Items from a data source>
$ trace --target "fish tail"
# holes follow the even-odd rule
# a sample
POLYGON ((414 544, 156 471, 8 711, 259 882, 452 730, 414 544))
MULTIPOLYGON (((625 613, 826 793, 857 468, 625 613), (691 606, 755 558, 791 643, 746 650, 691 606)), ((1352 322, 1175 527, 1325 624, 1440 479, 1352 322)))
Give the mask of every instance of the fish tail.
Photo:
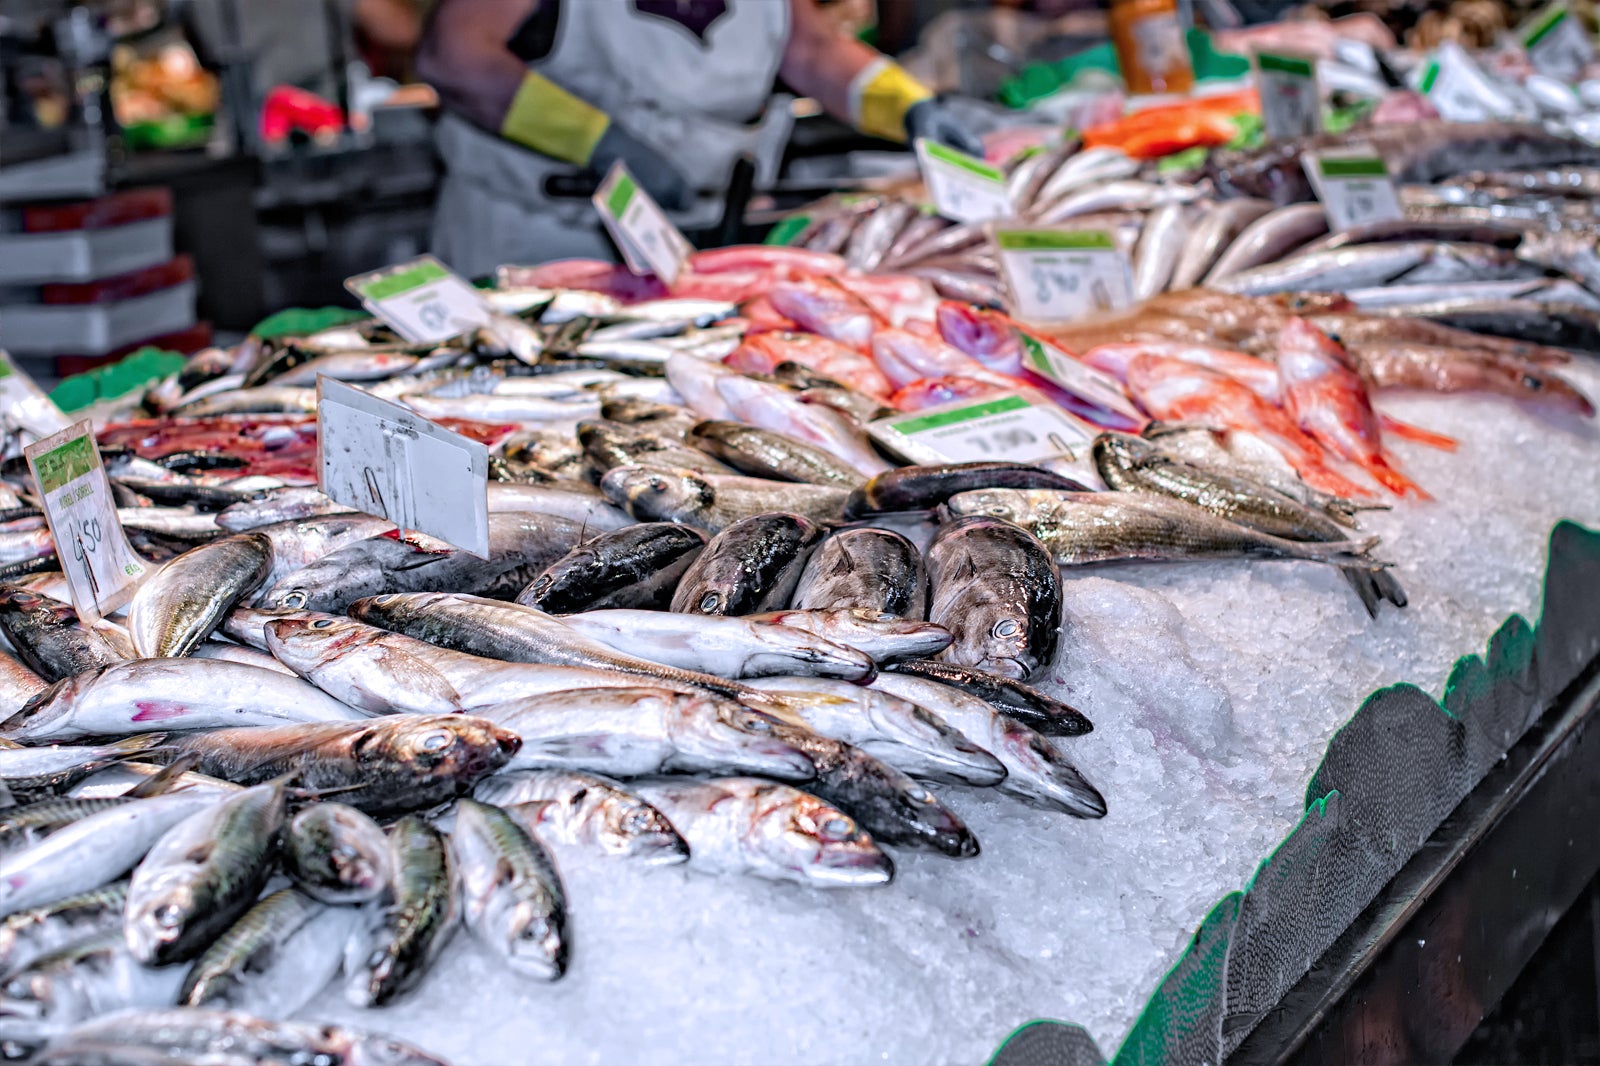
POLYGON ((1371 572, 1359 566, 1346 566, 1339 572, 1361 598, 1361 606, 1366 608, 1367 617, 1378 617, 1378 590, 1373 587, 1371 572))
POLYGON ((1401 440, 1426 444, 1428 447, 1437 448, 1442 452, 1453 452, 1460 447, 1460 442, 1454 437, 1447 437, 1443 433, 1435 433, 1432 430, 1423 429, 1421 426, 1413 426, 1401 422, 1397 418, 1390 418, 1388 415, 1379 415, 1378 425, 1382 427, 1385 433, 1392 433, 1401 440))
POLYGON ((170 792, 172 786, 177 784, 178 778, 200 765, 200 756, 196 752, 184 752, 160 770, 151 774, 133 788, 124 792, 129 799, 149 799, 170 792))
POLYGON ((1396 607, 1404 607, 1409 602, 1406 590, 1400 587, 1400 579, 1394 576, 1393 571, 1373 570, 1370 574, 1372 586, 1377 589, 1378 595, 1396 607))
POLYGON ((1294 546, 1294 550, 1287 554, 1296 559, 1310 559, 1341 567, 1353 566, 1362 570, 1388 565, 1375 563, 1369 554, 1378 546, 1377 537, 1364 540, 1294 540, 1288 543, 1294 546))
POLYGON ((130 755, 142 755, 154 748, 159 748, 167 742, 165 733, 137 733, 131 737, 114 740, 106 747, 111 748, 117 758, 126 758, 130 755))
POLYGON ((1378 480, 1380 485, 1396 496, 1411 494, 1419 500, 1433 499, 1421 485, 1418 485, 1415 481, 1390 466, 1381 456, 1374 456, 1370 461, 1363 463, 1362 466, 1367 473, 1378 480))
POLYGON ((1372 498, 1371 490, 1362 488, 1343 474, 1324 466, 1321 462, 1297 462, 1294 464, 1294 468, 1295 472, 1300 475, 1300 480, 1318 492, 1345 500, 1372 498))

PROBLEM DESCRIPTION>
Output the records above exactly, from their first line through the line that contains "Give the mask", and add nothing.

ANSWER SPACE>
$ trace --target "fish tail"
# holes follow the even-odd rule
# a sample
POLYGON ((414 544, 156 471, 8 711, 259 882, 452 730, 414 544))
MULTIPOLYGON (((625 613, 826 793, 857 468, 625 613), (691 606, 755 558, 791 643, 746 650, 691 606)), ((1352 322, 1175 527, 1325 624, 1440 479, 1352 322)))
Give the mask of every instance of the fish tail.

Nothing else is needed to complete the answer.